### [TASK DESCRIPTION]
Look through the data that follows and copy each line with the string "high".

<<<<

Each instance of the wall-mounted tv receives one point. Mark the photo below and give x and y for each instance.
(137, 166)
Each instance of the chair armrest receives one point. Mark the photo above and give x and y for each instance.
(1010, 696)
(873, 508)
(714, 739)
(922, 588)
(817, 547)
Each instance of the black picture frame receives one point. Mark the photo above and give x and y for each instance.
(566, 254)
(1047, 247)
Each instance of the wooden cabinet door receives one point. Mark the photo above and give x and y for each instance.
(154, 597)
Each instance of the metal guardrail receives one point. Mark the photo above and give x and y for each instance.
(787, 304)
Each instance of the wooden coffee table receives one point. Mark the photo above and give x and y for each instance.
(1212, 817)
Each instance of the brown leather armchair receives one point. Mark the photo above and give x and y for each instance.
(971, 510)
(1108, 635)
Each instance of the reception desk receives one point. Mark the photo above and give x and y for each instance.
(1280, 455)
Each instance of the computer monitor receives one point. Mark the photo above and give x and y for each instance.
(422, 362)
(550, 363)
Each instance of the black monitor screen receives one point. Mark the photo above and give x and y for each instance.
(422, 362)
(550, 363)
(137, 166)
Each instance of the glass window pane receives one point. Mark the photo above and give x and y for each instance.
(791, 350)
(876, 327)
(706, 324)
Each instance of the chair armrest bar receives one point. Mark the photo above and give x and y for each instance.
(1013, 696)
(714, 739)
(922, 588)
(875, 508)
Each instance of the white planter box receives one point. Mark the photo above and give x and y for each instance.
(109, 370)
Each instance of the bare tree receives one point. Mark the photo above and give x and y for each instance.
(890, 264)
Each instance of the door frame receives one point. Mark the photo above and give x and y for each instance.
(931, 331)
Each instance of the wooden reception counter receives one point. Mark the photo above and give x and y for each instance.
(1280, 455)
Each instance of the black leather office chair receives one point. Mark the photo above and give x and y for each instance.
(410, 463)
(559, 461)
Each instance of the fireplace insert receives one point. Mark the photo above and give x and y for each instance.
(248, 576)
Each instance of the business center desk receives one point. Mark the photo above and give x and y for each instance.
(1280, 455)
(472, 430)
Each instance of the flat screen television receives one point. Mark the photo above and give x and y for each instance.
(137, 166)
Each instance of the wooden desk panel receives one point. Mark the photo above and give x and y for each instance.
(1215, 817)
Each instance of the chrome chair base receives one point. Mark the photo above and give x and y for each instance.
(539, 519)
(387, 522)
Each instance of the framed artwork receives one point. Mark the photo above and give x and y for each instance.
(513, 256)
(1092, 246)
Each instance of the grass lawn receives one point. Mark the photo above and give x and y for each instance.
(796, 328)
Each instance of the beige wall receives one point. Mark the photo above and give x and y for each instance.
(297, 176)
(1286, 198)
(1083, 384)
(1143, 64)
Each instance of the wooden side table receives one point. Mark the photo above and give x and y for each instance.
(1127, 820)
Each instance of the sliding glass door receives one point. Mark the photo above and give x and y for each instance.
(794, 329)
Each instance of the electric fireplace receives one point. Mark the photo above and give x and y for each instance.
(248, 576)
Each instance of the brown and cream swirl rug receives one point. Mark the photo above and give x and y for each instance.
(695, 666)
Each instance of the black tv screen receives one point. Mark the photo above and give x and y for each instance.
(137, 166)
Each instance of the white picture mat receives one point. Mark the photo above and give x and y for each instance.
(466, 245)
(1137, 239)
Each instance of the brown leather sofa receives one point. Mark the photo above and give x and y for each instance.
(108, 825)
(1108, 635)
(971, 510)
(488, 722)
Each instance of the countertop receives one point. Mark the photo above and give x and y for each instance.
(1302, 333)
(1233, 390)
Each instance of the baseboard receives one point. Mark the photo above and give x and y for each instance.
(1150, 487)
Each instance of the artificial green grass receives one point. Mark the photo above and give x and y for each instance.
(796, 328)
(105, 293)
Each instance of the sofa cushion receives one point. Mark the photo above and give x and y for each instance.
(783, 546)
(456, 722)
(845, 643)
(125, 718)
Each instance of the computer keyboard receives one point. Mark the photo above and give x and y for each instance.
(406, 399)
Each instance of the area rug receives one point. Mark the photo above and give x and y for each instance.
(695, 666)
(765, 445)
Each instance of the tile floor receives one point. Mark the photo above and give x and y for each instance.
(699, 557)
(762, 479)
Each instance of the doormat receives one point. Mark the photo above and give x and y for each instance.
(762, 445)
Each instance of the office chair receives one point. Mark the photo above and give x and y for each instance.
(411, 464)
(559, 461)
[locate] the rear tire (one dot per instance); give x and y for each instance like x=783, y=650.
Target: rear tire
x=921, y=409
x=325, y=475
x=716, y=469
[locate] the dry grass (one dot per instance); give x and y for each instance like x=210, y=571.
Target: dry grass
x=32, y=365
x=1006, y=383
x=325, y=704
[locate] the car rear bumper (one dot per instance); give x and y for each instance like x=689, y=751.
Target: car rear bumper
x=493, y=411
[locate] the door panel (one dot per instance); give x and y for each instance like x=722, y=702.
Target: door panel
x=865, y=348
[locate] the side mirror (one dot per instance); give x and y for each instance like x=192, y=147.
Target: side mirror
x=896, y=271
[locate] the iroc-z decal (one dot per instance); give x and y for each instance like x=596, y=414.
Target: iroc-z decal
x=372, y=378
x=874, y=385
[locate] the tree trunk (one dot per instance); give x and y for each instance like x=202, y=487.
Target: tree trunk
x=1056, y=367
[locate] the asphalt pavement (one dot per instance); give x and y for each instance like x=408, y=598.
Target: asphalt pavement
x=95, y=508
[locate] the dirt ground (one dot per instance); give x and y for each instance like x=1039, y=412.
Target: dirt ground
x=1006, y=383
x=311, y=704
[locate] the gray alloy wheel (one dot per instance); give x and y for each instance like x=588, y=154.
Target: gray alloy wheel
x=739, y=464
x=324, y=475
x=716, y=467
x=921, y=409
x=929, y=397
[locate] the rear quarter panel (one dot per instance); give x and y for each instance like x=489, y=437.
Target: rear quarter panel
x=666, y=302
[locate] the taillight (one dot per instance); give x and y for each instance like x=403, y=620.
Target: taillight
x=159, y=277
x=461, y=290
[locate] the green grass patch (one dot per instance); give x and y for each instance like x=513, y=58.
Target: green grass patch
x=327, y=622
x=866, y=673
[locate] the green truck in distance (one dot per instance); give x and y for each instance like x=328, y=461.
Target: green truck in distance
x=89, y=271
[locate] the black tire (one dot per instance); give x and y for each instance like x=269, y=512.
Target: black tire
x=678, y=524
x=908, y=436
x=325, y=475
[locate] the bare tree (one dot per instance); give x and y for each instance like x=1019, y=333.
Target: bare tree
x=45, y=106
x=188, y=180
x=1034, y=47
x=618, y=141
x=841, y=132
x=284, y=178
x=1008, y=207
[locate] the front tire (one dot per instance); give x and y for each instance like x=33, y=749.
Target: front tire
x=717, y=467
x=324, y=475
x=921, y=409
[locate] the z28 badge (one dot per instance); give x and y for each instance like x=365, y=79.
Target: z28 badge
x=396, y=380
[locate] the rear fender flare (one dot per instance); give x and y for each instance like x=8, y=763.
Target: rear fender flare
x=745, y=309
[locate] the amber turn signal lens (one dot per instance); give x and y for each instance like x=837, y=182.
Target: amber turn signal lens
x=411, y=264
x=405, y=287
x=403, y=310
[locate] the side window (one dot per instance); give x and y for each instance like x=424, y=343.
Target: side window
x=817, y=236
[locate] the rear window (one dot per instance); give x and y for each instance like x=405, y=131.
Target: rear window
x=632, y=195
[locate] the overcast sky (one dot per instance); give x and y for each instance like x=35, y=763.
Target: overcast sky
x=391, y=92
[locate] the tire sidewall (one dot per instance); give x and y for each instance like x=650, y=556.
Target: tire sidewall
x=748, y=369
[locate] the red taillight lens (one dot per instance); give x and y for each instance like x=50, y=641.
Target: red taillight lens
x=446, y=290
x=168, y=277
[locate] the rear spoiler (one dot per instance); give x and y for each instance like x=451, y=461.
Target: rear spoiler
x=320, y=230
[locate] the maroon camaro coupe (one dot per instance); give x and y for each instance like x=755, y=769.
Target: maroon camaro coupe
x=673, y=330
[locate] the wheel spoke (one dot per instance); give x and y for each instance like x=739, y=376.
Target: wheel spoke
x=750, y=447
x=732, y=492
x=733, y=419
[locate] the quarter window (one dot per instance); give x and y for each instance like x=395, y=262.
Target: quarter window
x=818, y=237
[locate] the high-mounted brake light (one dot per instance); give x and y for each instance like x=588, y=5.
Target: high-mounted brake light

>>>>

### [RESULT]
[locate] the high-mounted brake light (one dot per instance); give x and y for each instance like x=588, y=5.
Target: high-mounted brake light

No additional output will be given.